» **Short problem 1**
Format every line of the extracted records below as a JSON list of strings, one string per line, and skip blank lines. Leave the pictures out of your answer.

# Just bought a 2009 Eos - have an iPod adapter question



## fobler (Feb 26, 2008)

Hi everyone,
Thanks to the resources on this forum, I finally made the decision to get an Eos. I got a 2009 Eos Komfort with 17" wheels, iPod adapter and floor mats for $30,540 (after all the BS VW fees) before taxes, which is $1,000 below reported invoice. I think it's a pretty good deal, especially since the best deal I could get for a 2008 Eos was $200 under invoice.
My question is this: the iPod adapter is garbage. Of course, I knew this thanks to this forum, but they didn't have one on the lot _without_ it, and I needed the car ASAP.
What would be the best way to get an AUX input back? I'd like to rip this thing out, but I don't have the first idea how to do it. Is there a particular aftermarket company that would do a good job of removing it, like Circuit City?


----------



## mark_d_drake (Aug 17, 2006)

*Re: Just bought a 2009 Eos - have an iPod adapter question (fobler)*

It's fairly easy to remove the radio... I'm not sure about the after market cable. I assume you do not have NAV.. In the 2007 the Aux Input was in the glove box, rather than the light. they moved it to the center console in the 2008.

» **Short problem 2**
List the items that came with the 2009 Eos Komfort that fobler bought, as stated in the forum thread.

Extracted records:
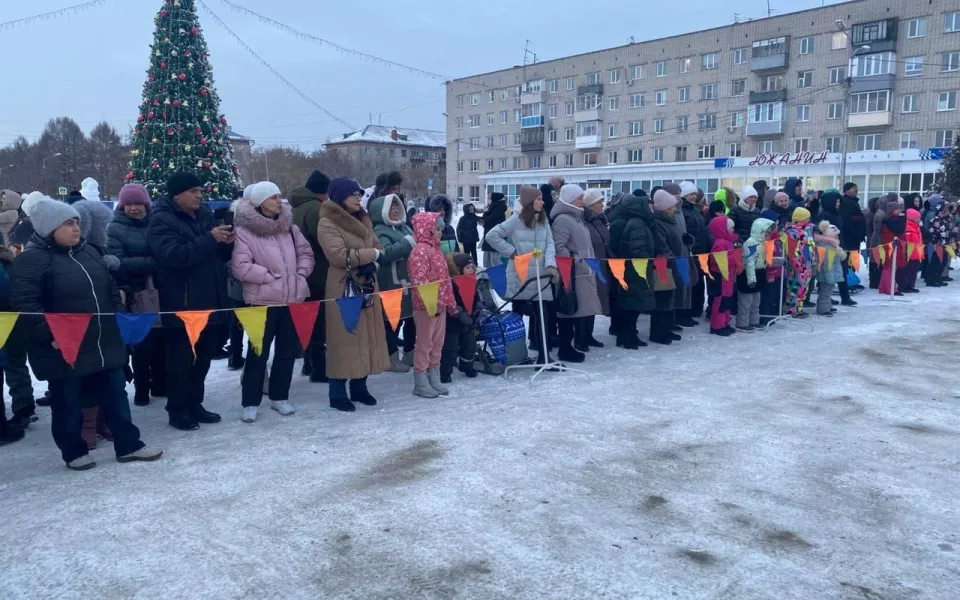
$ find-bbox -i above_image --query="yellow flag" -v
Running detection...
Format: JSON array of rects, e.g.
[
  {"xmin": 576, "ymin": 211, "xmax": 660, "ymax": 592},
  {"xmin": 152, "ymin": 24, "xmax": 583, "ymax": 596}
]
[
  {"xmin": 233, "ymin": 306, "xmax": 267, "ymax": 356},
  {"xmin": 417, "ymin": 282, "xmax": 440, "ymax": 317},
  {"xmin": 0, "ymin": 313, "xmax": 20, "ymax": 348},
  {"xmin": 630, "ymin": 258, "xmax": 650, "ymax": 281}
]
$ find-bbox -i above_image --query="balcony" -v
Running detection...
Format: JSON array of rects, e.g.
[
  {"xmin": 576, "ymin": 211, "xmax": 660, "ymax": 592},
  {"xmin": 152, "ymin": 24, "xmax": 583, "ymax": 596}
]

» **Right answer 1**
[
  "$ find-bbox -i above_image --query=\"yellow flag\" -v",
  "Running detection...",
  "Format: JSON array of rects, e.g.",
  "[",
  "  {\"xmin\": 576, \"ymin\": 211, \"xmax\": 660, \"ymax\": 592},",
  "  {\"xmin\": 152, \"ymin\": 24, \"xmax\": 583, \"ymax\": 596}",
  "]",
  "[",
  "  {\"xmin\": 233, \"ymin\": 306, \"xmax\": 267, \"ymax\": 356},",
  "  {\"xmin\": 417, \"ymin\": 282, \"xmax\": 440, \"ymax\": 317},",
  "  {\"xmin\": 0, \"ymin\": 313, \"xmax\": 20, \"ymax\": 348},",
  "  {\"xmin\": 630, \"ymin\": 258, \"xmax\": 650, \"ymax\": 281}",
  "]",
  "$ find-bbox -i above_image --query=\"balcony\" -v",
  "Running detection...",
  "Format: JSON array of rects, e.g.",
  "[",
  "  {\"xmin\": 576, \"ymin\": 211, \"xmax\": 660, \"ymax\": 592},",
  "  {\"xmin\": 152, \"ymin\": 24, \"xmax\": 583, \"ymax\": 596}",
  "]"
]

» **Right answer 2**
- 17" wheels
- iPod adapter
- floor mats